Given request
Every line from the one containing "the sky, which" through the end of the listing below goes in the output, exactly and without pictures.
===== Recorded information =====
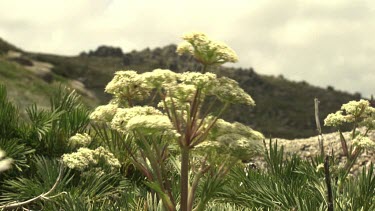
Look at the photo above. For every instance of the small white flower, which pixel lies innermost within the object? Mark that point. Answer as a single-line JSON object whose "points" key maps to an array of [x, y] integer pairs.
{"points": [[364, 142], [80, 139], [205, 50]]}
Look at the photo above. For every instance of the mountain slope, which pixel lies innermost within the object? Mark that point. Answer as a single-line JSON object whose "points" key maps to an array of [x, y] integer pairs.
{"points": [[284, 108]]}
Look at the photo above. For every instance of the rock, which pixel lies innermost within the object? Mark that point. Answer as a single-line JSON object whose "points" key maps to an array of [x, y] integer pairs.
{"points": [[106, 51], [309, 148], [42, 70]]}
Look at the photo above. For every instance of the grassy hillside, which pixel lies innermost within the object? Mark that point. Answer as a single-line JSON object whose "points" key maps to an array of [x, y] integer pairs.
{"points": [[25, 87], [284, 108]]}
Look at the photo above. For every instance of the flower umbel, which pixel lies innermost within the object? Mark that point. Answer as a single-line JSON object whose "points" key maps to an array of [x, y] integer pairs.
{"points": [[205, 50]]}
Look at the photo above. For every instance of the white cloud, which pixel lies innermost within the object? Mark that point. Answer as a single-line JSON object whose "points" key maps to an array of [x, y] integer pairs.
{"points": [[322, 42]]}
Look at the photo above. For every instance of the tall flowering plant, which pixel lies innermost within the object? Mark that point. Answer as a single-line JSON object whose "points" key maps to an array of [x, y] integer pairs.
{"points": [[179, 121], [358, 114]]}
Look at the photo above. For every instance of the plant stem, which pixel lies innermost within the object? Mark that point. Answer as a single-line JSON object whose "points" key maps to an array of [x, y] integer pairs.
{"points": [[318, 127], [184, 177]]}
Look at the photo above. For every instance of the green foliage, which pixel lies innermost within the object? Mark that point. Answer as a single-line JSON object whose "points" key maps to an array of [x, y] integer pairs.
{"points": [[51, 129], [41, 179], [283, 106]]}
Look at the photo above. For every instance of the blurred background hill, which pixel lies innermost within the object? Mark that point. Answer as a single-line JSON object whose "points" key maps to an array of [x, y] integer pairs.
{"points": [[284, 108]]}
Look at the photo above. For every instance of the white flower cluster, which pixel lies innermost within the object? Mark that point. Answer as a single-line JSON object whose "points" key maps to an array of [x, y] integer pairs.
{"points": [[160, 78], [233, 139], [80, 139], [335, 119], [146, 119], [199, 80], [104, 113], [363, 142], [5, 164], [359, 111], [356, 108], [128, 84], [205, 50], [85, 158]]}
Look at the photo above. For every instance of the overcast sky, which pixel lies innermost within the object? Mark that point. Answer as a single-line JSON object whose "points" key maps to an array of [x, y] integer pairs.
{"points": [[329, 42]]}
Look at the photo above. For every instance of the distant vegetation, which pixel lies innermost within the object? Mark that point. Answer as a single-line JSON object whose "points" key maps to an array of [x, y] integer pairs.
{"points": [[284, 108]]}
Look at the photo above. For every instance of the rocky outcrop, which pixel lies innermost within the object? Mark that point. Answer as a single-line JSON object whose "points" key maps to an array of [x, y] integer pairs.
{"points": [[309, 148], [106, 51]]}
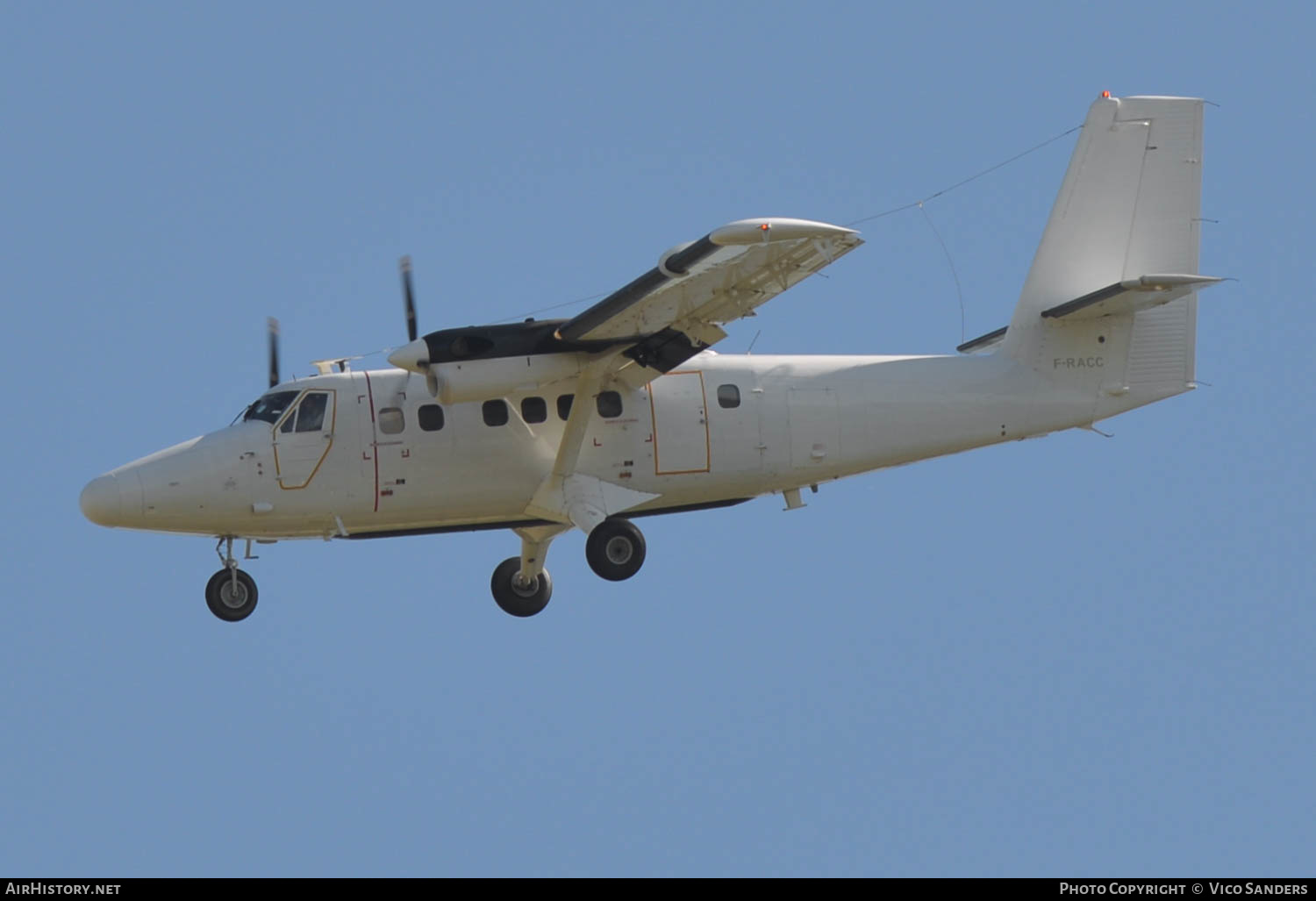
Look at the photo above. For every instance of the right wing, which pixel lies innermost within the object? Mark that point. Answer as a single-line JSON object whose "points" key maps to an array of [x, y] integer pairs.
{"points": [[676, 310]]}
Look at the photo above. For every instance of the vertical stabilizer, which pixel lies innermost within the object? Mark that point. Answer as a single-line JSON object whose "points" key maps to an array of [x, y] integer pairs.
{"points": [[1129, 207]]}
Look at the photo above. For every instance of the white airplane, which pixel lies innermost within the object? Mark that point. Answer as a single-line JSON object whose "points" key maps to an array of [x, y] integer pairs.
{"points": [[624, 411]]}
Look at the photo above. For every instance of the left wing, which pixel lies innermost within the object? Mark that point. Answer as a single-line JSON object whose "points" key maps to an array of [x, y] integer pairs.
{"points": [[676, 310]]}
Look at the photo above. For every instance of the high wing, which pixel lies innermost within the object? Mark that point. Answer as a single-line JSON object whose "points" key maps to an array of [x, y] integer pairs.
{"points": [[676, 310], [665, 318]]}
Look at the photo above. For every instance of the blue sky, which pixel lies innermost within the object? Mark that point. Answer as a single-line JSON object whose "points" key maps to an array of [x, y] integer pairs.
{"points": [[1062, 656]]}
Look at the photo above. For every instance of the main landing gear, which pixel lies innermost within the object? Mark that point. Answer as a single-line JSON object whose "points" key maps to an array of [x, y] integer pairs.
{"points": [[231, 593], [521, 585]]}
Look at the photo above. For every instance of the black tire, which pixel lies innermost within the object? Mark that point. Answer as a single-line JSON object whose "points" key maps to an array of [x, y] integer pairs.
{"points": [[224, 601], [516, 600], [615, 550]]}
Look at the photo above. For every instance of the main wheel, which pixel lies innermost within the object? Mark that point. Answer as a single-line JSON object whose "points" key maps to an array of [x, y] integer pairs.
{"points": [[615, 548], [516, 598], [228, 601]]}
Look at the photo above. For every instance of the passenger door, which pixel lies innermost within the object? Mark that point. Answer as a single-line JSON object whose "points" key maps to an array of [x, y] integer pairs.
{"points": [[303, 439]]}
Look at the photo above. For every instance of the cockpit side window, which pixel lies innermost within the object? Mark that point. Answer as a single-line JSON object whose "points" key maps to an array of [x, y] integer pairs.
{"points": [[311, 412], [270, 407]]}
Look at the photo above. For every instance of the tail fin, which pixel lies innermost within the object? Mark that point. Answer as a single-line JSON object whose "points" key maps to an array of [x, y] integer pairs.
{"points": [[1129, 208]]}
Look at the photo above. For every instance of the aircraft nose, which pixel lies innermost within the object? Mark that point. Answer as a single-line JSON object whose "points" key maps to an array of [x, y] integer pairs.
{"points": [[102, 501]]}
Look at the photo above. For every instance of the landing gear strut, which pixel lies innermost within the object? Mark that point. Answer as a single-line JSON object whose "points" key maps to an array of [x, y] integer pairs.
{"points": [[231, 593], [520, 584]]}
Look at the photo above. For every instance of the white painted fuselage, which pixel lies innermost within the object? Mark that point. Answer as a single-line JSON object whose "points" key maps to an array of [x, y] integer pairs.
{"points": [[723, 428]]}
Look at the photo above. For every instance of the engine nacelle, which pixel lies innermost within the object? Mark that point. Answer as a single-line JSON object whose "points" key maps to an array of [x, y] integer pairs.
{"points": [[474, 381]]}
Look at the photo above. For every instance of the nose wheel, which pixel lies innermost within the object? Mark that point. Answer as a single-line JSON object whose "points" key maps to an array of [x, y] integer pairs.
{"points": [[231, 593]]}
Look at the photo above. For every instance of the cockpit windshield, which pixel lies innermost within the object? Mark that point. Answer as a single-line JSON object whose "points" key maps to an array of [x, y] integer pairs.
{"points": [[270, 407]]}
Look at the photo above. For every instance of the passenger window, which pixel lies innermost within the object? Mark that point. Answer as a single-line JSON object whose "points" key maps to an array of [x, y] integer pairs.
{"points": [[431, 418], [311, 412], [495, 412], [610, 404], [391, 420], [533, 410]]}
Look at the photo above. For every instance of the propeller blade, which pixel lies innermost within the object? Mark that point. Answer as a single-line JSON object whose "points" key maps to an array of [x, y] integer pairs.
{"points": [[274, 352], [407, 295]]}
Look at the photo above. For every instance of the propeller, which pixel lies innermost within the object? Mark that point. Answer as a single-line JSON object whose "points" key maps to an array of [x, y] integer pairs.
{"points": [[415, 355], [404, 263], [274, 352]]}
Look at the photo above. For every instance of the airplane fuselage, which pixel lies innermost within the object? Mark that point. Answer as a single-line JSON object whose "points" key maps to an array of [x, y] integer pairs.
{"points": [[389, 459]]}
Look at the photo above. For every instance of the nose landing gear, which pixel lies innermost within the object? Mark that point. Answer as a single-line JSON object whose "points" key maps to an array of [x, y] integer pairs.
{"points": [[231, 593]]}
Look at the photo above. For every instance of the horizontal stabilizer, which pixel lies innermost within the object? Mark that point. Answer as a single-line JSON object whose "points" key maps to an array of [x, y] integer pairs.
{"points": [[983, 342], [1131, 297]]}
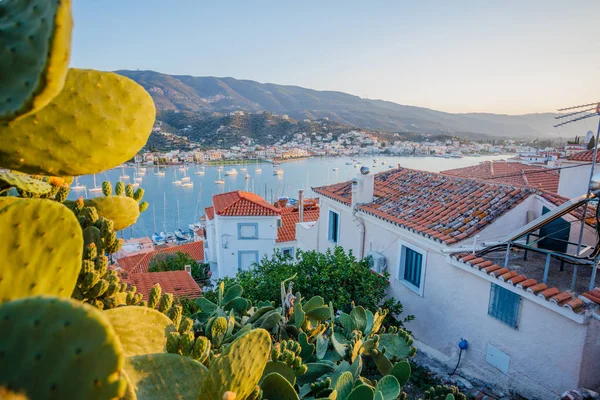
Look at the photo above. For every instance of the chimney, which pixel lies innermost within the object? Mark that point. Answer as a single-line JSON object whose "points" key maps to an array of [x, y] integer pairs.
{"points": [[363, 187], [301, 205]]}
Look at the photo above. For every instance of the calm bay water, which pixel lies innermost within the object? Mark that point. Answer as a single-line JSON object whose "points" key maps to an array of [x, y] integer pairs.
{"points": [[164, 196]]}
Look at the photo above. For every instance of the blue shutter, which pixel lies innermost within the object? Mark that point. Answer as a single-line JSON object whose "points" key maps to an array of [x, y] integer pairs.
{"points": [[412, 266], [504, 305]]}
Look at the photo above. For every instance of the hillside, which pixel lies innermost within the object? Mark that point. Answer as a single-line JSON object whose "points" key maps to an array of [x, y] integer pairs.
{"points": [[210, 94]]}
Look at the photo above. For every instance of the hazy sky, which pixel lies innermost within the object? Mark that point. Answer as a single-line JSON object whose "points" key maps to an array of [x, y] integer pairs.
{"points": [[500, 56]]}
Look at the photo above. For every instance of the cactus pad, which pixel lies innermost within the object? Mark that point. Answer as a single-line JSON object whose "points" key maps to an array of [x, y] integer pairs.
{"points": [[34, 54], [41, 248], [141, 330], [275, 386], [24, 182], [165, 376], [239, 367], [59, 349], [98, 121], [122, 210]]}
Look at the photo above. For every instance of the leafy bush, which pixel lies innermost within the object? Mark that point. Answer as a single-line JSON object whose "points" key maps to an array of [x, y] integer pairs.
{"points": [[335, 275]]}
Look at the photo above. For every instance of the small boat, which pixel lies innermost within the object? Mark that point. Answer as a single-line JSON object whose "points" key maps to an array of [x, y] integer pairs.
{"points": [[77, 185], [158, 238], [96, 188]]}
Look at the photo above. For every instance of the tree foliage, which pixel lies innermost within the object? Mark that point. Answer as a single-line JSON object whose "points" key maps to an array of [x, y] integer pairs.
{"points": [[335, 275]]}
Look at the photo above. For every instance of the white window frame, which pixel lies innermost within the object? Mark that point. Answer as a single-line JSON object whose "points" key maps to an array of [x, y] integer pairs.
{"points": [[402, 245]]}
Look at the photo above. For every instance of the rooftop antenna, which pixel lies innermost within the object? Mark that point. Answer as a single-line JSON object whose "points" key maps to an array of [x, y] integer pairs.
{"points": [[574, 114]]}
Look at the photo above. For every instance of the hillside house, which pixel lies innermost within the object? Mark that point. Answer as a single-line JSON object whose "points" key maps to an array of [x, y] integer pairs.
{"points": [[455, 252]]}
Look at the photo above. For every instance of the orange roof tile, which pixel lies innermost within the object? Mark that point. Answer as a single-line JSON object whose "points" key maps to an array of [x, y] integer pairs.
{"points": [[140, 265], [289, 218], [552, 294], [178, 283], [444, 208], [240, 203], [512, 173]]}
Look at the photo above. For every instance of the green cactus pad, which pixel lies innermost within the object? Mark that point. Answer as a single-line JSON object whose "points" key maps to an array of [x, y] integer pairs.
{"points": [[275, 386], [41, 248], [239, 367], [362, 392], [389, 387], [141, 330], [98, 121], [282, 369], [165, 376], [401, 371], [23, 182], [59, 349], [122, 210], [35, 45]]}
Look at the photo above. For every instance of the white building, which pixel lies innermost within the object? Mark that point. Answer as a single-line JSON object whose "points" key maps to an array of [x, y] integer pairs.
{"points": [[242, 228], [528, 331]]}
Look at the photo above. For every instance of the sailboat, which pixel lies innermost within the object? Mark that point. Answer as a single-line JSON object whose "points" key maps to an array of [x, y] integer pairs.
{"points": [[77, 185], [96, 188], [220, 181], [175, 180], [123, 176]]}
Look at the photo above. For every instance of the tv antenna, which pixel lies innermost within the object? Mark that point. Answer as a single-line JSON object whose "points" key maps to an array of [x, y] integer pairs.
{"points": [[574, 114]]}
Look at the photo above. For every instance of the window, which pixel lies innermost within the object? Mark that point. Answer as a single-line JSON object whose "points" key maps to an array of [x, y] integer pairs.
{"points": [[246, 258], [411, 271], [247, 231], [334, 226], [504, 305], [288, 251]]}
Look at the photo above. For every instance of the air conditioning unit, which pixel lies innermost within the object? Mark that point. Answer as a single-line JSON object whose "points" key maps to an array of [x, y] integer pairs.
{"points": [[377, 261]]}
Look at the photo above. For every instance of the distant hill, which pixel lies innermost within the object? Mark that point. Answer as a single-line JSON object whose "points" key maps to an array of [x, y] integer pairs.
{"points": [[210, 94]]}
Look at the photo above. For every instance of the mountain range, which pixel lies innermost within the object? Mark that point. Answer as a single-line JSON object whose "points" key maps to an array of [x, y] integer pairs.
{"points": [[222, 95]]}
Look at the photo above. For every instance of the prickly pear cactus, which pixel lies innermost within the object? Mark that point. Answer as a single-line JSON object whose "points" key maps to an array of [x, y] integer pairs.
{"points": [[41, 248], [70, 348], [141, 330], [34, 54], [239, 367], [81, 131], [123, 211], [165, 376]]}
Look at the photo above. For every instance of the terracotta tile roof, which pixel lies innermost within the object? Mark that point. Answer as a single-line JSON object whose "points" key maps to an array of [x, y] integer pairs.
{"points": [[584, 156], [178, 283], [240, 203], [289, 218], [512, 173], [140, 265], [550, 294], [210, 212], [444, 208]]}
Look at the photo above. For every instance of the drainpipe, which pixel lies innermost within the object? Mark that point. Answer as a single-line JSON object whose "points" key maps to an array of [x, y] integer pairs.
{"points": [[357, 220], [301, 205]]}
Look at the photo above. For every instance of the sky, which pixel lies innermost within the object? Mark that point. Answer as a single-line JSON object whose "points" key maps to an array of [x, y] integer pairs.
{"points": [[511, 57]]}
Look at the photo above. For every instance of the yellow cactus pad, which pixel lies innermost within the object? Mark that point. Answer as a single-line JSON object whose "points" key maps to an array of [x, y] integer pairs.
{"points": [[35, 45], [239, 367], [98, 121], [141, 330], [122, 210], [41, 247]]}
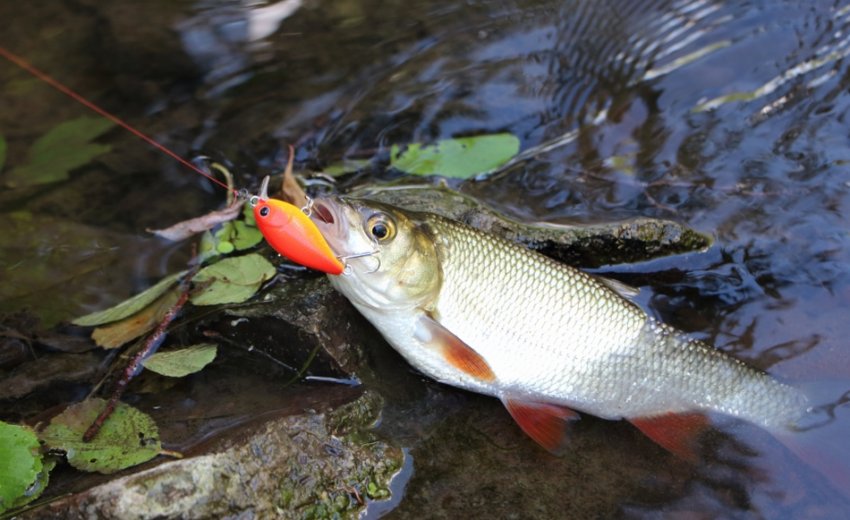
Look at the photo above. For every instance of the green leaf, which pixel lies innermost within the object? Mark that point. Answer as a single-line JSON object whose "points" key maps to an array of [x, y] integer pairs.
=====
Solution to this task
Look at the photo above. For every instance of the sky, which pixel lies innermost within the object? Mark that point. Answer as a single-line JSON object whose "points" key maps to an array of [x, y] integer pairs.
{"points": [[511, 57]]}
Look at the photo above. For every instance of the yellow cactus pad, which pixel lies innermost within the object? Mark that point. Answer as a single-line JSON object whose "points" key maps to an array of [x, y] integer pairs.
{"points": [[35, 45], [239, 367], [98, 121], [141, 330], [122, 210], [41, 247]]}
Look at the photo above. For every instance of the green leaf, which pixel lies innermost within the object? Mark that point. Answer as a single-line JSON object whose "points" key maps to an array of [x, y] integer pairs.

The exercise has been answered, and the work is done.